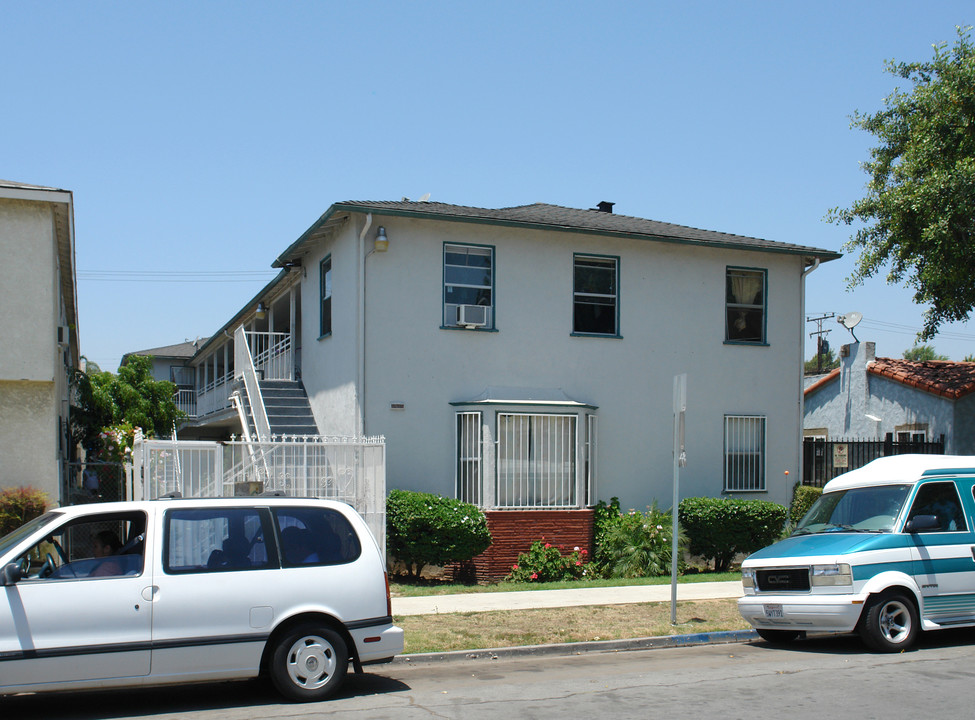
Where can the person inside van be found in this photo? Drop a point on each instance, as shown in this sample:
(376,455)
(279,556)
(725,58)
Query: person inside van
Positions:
(105,544)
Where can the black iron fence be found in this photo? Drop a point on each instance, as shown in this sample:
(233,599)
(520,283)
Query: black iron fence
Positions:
(94,482)
(822,460)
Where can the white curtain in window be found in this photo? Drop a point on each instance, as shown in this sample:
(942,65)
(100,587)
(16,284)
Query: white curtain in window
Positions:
(745,288)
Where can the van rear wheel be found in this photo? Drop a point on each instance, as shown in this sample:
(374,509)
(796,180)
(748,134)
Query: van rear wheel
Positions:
(889,623)
(309,663)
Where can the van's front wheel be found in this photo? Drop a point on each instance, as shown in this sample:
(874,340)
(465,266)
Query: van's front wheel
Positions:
(309,663)
(889,623)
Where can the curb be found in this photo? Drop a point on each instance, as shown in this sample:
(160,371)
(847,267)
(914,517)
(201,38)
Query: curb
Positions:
(565,649)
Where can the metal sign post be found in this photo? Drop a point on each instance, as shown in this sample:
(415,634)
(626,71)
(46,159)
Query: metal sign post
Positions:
(680,460)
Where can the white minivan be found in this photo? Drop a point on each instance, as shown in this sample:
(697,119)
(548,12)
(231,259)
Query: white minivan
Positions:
(888,551)
(181,590)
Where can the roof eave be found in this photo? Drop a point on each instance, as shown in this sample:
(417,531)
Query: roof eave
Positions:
(296,247)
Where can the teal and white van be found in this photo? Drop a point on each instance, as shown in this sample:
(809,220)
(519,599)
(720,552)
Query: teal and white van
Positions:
(888,551)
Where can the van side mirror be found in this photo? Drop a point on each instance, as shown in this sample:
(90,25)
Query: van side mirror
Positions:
(922,523)
(11,574)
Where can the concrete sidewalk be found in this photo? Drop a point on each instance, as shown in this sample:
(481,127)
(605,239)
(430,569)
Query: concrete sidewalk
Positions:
(485,602)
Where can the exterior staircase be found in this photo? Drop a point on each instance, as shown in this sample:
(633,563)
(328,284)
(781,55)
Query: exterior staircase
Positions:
(288,409)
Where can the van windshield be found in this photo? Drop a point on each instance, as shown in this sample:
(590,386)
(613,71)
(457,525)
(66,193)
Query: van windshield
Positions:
(866,509)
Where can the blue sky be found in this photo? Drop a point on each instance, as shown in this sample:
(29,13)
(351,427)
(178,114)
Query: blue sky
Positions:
(205,137)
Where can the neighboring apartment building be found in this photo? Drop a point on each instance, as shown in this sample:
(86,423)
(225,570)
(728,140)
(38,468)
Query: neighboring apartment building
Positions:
(39,329)
(523,358)
(869,398)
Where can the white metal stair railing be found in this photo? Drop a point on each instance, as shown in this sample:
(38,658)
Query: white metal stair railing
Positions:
(272,355)
(257,462)
(244,370)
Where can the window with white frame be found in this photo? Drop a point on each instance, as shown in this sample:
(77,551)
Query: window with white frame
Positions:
(595,295)
(469,457)
(536,461)
(744,453)
(325,288)
(745,305)
(468,296)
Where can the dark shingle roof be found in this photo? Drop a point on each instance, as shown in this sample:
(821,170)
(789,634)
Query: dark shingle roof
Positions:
(179,350)
(543,216)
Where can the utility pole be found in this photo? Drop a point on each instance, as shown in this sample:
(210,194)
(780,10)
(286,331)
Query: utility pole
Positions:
(822,347)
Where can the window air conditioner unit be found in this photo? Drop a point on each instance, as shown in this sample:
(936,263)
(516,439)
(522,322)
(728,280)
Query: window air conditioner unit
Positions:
(472,315)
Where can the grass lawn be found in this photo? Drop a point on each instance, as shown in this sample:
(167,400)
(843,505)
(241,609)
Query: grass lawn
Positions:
(509,628)
(434,587)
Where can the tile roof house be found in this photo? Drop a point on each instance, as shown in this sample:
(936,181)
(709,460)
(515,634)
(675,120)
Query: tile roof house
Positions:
(39,327)
(869,398)
(523,358)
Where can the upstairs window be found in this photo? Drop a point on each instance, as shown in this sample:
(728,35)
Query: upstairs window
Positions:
(325,281)
(745,305)
(595,295)
(468,276)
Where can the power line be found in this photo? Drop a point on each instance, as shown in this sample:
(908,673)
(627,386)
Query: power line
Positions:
(175,276)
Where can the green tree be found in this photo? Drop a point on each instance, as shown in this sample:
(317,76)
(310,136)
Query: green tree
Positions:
(919,208)
(923,353)
(109,406)
(829,361)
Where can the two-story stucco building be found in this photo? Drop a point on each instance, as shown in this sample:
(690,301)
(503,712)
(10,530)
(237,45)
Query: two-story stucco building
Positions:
(38,327)
(524,358)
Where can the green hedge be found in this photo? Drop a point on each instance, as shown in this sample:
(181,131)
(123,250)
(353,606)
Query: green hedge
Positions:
(425,529)
(721,528)
(18,506)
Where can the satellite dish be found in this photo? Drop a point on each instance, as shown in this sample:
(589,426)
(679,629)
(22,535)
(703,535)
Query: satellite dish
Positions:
(850,321)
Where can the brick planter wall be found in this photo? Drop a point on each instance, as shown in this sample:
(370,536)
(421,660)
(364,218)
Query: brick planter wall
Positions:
(513,532)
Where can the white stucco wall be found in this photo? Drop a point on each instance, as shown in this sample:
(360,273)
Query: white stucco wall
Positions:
(32,377)
(672,309)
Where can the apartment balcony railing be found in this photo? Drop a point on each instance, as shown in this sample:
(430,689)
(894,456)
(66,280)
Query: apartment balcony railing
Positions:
(273,359)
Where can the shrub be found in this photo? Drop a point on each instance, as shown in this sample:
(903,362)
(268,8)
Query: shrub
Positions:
(19,505)
(803,497)
(720,528)
(424,529)
(545,563)
(636,544)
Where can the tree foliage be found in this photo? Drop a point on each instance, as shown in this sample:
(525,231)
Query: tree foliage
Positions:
(814,365)
(109,406)
(919,208)
(923,353)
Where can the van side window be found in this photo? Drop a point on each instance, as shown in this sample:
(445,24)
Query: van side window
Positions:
(214,540)
(95,546)
(941,500)
(315,536)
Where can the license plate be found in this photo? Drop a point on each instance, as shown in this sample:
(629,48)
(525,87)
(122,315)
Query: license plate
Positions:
(773,611)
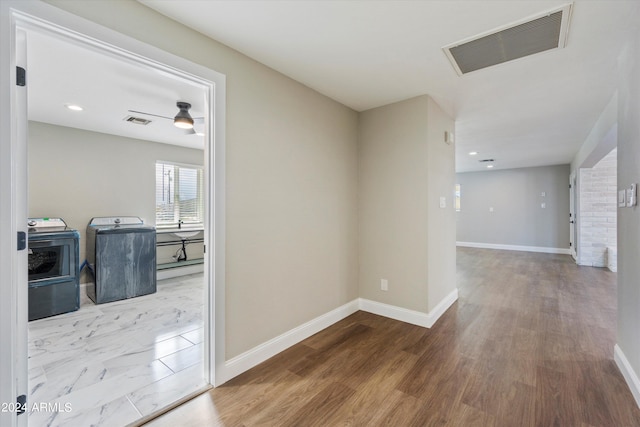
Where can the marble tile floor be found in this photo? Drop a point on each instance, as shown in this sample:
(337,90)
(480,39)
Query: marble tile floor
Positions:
(111,364)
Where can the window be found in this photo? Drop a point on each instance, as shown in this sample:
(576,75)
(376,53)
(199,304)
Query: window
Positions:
(179,194)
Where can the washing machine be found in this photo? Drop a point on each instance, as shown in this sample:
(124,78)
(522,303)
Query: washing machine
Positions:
(121,253)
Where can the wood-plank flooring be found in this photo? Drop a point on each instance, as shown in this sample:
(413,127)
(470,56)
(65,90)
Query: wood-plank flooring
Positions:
(529,343)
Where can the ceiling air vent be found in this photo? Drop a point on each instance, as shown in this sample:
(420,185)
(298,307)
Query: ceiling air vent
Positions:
(534,35)
(137,120)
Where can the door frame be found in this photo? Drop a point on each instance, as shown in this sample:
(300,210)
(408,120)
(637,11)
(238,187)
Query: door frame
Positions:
(24,16)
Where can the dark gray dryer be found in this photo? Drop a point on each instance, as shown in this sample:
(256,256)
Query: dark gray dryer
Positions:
(121,252)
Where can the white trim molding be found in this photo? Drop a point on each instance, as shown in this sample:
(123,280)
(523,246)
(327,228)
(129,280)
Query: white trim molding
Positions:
(419,318)
(247,360)
(562,251)
(630,376)
(251,358)
(170,273)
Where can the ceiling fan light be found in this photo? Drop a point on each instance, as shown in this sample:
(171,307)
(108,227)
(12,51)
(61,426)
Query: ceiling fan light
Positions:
(183,119)
(183,122)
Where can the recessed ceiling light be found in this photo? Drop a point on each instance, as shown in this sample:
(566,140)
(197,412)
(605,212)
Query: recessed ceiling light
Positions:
(74,107)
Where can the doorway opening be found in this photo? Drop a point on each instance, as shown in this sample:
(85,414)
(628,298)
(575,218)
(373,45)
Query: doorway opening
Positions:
(38,20)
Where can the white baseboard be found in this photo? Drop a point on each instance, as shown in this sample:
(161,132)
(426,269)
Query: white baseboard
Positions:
(247,360)
(546,250)
(628,373)
(170,273)
(419,318)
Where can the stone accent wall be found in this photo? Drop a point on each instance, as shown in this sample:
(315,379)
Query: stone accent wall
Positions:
(598,211)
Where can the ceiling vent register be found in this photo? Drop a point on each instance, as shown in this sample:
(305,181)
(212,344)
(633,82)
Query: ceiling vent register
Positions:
(538,34)
(137,120)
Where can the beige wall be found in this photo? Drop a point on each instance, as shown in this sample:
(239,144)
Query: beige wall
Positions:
(441,222)
(405,237)
(516,198)
(629,218)
(291,184)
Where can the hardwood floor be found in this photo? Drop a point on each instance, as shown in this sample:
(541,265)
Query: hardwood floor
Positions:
(529,343)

__________

Report how many lines of the listing carry the word "accent", and add nothing.

2